- Extracted text
▽
Living with others means making compromises, and in my house that means we keep several sets of earphones and headphones, so if one wants to listen and the other doesn’t, we can each be happy.
I’m sorry that you’re experiencing such hostility. I’m afraid I have no solution to offer, except writing letters to your representatives. There is sadly a lot of cruelty in the world and it takes some odd forms and disguises.
Comment by Barbara — 3/12/2007 @ 1:27 pm
Hello,
I just want to reply and say that it is so true - some people have to have their music loud. I refer to these types of people, as idiots. I live in an apartment, and the people below us is being evicted due to having loud music way late at night. I have to wait thirty days and then it’s good riddance, as these people are going to wait their full thirty days. The manager told me to call the police as the eviction is the only thing they can do.
△
- Record excerpts
▽
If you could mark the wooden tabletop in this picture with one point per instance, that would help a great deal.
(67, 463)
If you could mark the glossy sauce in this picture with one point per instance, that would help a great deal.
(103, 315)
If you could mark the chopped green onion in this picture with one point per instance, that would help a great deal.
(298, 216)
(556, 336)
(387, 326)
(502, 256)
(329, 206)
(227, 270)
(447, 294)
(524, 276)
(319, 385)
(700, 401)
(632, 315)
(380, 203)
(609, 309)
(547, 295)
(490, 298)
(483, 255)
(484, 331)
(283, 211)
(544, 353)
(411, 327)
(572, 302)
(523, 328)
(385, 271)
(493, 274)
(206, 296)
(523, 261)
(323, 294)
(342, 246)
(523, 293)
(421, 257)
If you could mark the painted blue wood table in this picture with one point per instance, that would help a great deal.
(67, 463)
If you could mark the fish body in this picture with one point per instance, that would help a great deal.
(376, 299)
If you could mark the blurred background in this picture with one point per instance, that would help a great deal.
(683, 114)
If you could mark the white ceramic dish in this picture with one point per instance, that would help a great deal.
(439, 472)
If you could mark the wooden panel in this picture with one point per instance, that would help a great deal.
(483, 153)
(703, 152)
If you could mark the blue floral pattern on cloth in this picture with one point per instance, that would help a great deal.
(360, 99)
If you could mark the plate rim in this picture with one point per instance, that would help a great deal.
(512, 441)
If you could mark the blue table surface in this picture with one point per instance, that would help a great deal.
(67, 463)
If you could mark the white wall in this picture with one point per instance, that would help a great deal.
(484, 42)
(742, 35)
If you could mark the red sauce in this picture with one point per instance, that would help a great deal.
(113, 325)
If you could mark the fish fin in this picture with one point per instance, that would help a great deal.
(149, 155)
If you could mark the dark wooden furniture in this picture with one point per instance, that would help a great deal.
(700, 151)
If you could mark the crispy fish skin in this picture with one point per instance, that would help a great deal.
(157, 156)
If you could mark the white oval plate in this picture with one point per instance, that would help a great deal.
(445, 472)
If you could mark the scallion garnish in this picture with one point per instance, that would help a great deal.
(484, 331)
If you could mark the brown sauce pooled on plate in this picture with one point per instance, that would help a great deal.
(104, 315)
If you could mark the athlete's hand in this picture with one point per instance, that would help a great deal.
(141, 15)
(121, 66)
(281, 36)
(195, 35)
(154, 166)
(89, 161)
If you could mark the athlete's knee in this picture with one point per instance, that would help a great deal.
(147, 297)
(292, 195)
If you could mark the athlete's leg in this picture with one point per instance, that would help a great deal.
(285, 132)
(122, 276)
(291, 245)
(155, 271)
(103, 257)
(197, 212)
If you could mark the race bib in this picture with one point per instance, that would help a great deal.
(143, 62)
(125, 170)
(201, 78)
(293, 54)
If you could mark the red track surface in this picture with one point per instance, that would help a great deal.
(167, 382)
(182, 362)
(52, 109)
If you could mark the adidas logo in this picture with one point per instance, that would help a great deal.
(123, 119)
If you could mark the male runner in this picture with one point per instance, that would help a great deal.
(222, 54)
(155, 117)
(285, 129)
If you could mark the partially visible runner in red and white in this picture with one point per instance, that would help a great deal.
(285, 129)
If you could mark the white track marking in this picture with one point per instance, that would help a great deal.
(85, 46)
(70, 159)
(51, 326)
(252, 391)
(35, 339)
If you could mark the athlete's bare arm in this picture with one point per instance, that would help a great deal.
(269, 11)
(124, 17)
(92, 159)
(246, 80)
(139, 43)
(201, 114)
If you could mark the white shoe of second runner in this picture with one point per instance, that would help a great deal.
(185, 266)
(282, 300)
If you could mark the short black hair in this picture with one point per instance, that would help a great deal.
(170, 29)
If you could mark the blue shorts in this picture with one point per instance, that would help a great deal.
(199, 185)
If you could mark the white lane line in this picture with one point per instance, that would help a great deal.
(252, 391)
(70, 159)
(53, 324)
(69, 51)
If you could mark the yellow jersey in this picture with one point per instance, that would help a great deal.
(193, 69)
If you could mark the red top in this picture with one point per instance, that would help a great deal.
△
- Problems to work on
[1] Answer these questions from the comments about loud music, each on its own line:
(a) What does the first household keep so that each person can be happy?
(b) What is the one course of action the comment signed by Barbara suggests?
(c) Why are the people below the apartment being evicted?
[2] Decide whether each statement agrees with the comments about loud music. Answer yes or no and quote the words that settle it.
(a) The household keeps only one pair of headphones.
(b) The apartment manager told the writer to call the police.
(c) The neighbors below plan to leave before their thirty days are up.
[3] Carry on the comments about loud music from the point where they end.

- Outputs in order
[1]
(a) Several sets of earphones and headphones.
(b) Writing letters to your representatives.
(c) For having loud music way late at night.

[2]
(a) No: "we keep several sets of earphones and headphones"
(b) Yes: "The manager told me to call the police"
(c) No: "these people are going to wait their full thirty days"

[3]
The idiots below us continues with their base loud music. The music wouldn’t be so bad if it wasn’t for the base. The walls shake, the floors shake, the pictures fall, almost like an earthquake - these people do not care. They have no reguard for other’s well being, nor for their own. Police, evictions - nothing stops these people. Not to mention that the ONLY adult doesn’t work, lives off well fare, has five kids living with her that ranges 1yo to teens, all with different fathers - and the teens are outside in and out, in and out, all throughout the night while the 1 year old countinues to cry through out the night - I only notice this as I walk downstairs to my car late night. The only noise I can hear from these idiots is their music that they MUST have loud. The teens destoryed the sign for the apartment complex once they got their eviction notice.
So my questions to people like these are:
1) WHY must you make other’s life so miserable?
2) If you’re in a tough housing situation, why make it more hardship on yourself with your selfish needs?
3) Why do you let your kids go out so they can have kids and be in the same lame life you are in?